_Directive_
Reproduce, word for word, the stretch from "The best writing" through "for a mentor." in the essay on coaches and writing mentors.

>> Begin Excerpted text

Why Bad Writers Are Good Mentors


Let me tell you about my best coach.

He was a running coach, mostly worked with distance runners.

He taught me how to train, how to coach, how to recruit students who’d never thought of running (it’s as easy as taking interest in their lives and saying something along the lines of “Why don’t you come out and run with us? I think you’d like it, and I think you’d be a fun person to have out on the track.”).

In just a year, he took me from shitty runner to...not embarrassing runner. And over a few more years, he turned me into a pretty decent coach.

My coach is a good guy, and he was a great coach.


Notice that I haven’t said anything about his personal athleticism yet?

Look, I love this guy, and I don’t want to say anything negative about him. He played football when he was in college, and he was built for it.

I had coaches who were WAY faster on the track. I had a coach who was an Olympic hopeful in his day. I had a coach who was on American Gladiators! And while they could’ve put a whoopin’ on this coach, no sweat, they were not the awesome coaches that this guy was.

The best coaches and the best athletes aren’t always the same people.

The best writing mentors and the best writers aren’t always the same people, either.

Record Scratch

Before you get all up in my face, notice the difference between these two phrases:

Sometimes, bad writers are good mentors.

Being a bad writer makes you a good mentor.

See the difference? I’m not advocating that you find the worst writer available and pick them as your mentor. I’m advocating that you consider factors other than the NYT bestseller list when you’re looking for a mentor.

When they’re looking at coaches, a foolish boxer will pick a great fighter. A smart boxer will pick a great coach.

>> End Excerpted text
>> Begin Data provided

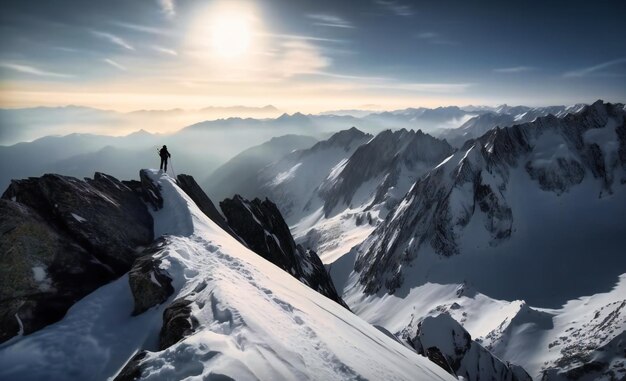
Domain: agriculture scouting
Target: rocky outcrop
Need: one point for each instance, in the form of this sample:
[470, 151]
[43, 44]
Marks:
[149, 284]
[150, 191]
[294, 181]
[264, 231]
[556, 154]
[189, 185]
[386, 156]
[178, 323]
[450, 346]
[61, 239]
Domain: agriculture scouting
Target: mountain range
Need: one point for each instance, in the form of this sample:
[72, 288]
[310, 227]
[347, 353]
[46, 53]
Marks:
[495, 253]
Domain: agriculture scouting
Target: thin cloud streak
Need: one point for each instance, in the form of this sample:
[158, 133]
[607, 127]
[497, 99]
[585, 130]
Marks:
[514, 70]
[115, 64]
[594, 69]
[161, 49]
[434, 38]
[330, 20]
[301, 37]
[168, 7]
[25, 69]
[113, 39]
[142, 28]
[396, 7]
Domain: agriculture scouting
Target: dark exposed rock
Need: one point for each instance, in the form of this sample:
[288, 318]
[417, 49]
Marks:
[178, 323]
[443, 201]
[386, 153]
[61, 239]
[450, 346]
[150, 190]
[193, 190]
[149, 284]
[264, 231]
[102, 215]
[132, 369]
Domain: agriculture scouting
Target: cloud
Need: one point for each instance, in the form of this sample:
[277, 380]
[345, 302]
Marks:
[33, 70]
[387, 83]
[329, 20]
[161, 49]
[115, 64]
[396, 7]
[434, 38]
[113, 39]
[514, 69]
[300, 57]
[141, 28]
[167, 7]
[440, 88]
[300, 38]
[597, 69]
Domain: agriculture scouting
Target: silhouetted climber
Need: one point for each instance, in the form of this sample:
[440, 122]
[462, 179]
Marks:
[164, 156]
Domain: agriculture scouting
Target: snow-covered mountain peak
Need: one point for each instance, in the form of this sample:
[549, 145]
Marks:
[232, 315]
[481, 193]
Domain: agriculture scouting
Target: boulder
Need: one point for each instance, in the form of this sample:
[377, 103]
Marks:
[61, 239]
[263, 229]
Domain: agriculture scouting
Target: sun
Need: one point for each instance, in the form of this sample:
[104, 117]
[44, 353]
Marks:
[230, 34]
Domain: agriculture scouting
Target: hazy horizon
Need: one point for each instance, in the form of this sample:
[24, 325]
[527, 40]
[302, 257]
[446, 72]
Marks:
[308, 56]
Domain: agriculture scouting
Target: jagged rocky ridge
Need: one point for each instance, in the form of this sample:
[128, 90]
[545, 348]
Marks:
[61, 239]
[293, 182]
[209, 311]
[445, 342]
[391, 157]
[265, 232]
[503, 116]
[473, 182]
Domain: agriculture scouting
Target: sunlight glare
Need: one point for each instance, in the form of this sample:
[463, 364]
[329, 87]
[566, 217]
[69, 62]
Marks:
[230, 34]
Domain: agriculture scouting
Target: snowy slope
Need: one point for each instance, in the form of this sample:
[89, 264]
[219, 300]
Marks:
[531, 214]
[503, 116]
[359, 191]
[254, 321]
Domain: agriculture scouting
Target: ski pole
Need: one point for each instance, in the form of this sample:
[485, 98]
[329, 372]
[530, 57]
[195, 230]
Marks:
[172, 166]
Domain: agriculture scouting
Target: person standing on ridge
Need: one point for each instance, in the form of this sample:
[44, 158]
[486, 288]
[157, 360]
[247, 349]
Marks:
[164, 156]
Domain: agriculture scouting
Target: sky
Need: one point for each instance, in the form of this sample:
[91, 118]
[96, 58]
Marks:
[310, 56]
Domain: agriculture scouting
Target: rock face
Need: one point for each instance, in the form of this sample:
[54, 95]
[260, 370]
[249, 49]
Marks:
[450, 346]
[555, 153]
[503, 116]
[150, 191]
[389, 157]
[189, 185]
[265, 232]
[293, 182]
[61, 239]
[149, 284]
[239, 174]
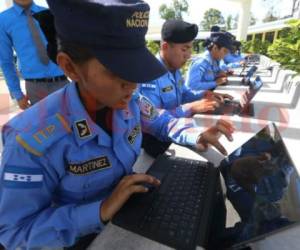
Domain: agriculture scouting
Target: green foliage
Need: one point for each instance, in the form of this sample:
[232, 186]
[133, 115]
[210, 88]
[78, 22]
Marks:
[153, 46]
[257, 46]
[174, 11]
[286, 50]
[212, 17]
[229, 22]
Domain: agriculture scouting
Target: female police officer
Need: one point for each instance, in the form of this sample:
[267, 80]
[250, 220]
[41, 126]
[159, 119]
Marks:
[67, 161]
[205, 72]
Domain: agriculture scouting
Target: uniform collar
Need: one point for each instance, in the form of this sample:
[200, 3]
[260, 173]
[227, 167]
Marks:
[169, 74]
[207, 55]
[34, 8]
[80, 120]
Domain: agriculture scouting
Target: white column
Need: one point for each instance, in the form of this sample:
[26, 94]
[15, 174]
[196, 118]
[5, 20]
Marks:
[297, 15]
[244, 19]
[8, 3]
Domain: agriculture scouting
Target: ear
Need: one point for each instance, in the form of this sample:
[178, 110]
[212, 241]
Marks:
[68, 66]
[164, 45]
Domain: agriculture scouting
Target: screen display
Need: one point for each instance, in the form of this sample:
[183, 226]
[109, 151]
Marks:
[263, 187]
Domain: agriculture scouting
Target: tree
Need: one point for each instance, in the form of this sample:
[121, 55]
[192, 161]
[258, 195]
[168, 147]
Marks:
[174, 11]
[271, 16]
[286, 50]
[212, 17]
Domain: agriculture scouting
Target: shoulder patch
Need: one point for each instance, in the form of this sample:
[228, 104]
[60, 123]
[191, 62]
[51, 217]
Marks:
[148, 110]
[40, 138]
[134, 133]
[148, 86]
[167, 89]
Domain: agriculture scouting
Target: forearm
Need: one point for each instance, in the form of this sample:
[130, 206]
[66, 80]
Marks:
[12, 80]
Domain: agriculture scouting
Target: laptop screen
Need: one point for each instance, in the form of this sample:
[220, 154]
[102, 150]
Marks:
[249, 74]
[263, 187]
[249, 94]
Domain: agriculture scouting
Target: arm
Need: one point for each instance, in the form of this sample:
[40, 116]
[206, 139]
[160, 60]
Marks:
[183, 131]
[190, 95]
[195, 76]
[7, 64]
[151, 91]
[28, 217]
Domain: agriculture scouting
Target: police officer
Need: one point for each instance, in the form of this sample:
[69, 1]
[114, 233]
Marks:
[168, 91]
[66, 167]
[205, 71]
[234, 58]
[19, 32]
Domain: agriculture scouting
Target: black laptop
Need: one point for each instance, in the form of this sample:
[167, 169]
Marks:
[180, 212]
[244, 107]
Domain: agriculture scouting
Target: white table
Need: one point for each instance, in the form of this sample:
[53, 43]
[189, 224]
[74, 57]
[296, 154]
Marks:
[114, 237]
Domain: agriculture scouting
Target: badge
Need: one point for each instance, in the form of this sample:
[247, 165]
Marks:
[134, 133]
[148, 111]
[83, 128]
[167, 89]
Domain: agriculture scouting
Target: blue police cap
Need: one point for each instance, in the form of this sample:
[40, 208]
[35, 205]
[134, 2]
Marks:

>> End Data provided

_Solution to this task_
The best writing mentors and the best writers aren’t always the same people, either.

Record Scratch

Before you get all up in my face, notice the difference between these two phrases:

Sometimes, bad writers are good mentors.

Being a bad writer makes you a good mentor.

See the difference? I’m not advocating that you find the worst writer available and pick them as your mentor. I’m advocating that you consider factors other than the NYT bestseller list when you’re looking for a mentor.